» What is needed: Where in the entries below does "sample" appear? Copy every line that has it.
=== Provided data ===
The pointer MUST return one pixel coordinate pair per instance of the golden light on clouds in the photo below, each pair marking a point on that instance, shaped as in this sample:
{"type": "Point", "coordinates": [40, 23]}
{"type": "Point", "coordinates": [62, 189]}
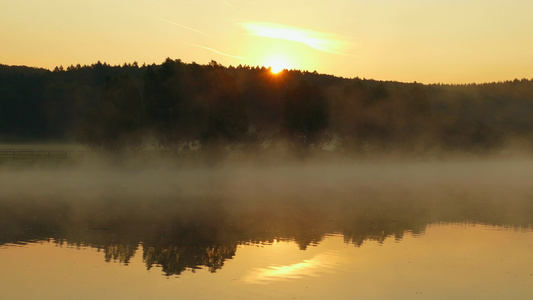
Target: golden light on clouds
{"type": "Point", "coordinates": [314, 39]}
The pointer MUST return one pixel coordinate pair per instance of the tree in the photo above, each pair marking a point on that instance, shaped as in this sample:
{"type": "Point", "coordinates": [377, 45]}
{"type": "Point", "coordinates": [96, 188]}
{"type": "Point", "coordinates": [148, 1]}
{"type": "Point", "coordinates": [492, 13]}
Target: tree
{"type": "Point", "coordinates": [117, 121]}
{"type": "Point", "coordinates": [305, 114]}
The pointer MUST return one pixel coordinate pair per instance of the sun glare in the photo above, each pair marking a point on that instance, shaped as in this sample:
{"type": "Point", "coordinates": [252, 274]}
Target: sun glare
{"type": "Point", "coordinates": [277, 64]}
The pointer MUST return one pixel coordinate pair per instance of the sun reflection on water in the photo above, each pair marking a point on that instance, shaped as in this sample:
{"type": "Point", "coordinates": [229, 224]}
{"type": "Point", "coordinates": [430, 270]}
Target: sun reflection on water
{"type": "Point", "coordinates": [320, 263]}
===
» Result of the exercise:
The pointer MUST return one pixel coordinate pair per instance of the golden light on clouds in the photo below, each pair marking a point on that instance, shaped as in this sample:
The pointer MUST return one pixel coordinate pair per instance of the tree in the photo above, each pair marking a point on that instance, shaped as in this sample:
The pointer MUST return one pixel coordinate pair per instance of the sun glare in the photo above, each pair marking a point on that instance, shaped as in this sample:
The pointer MUST return one pixel coordinate pair per instance of the sun reflection on water in the photo above, each pair marking a point on that instance, shaped as in this sample:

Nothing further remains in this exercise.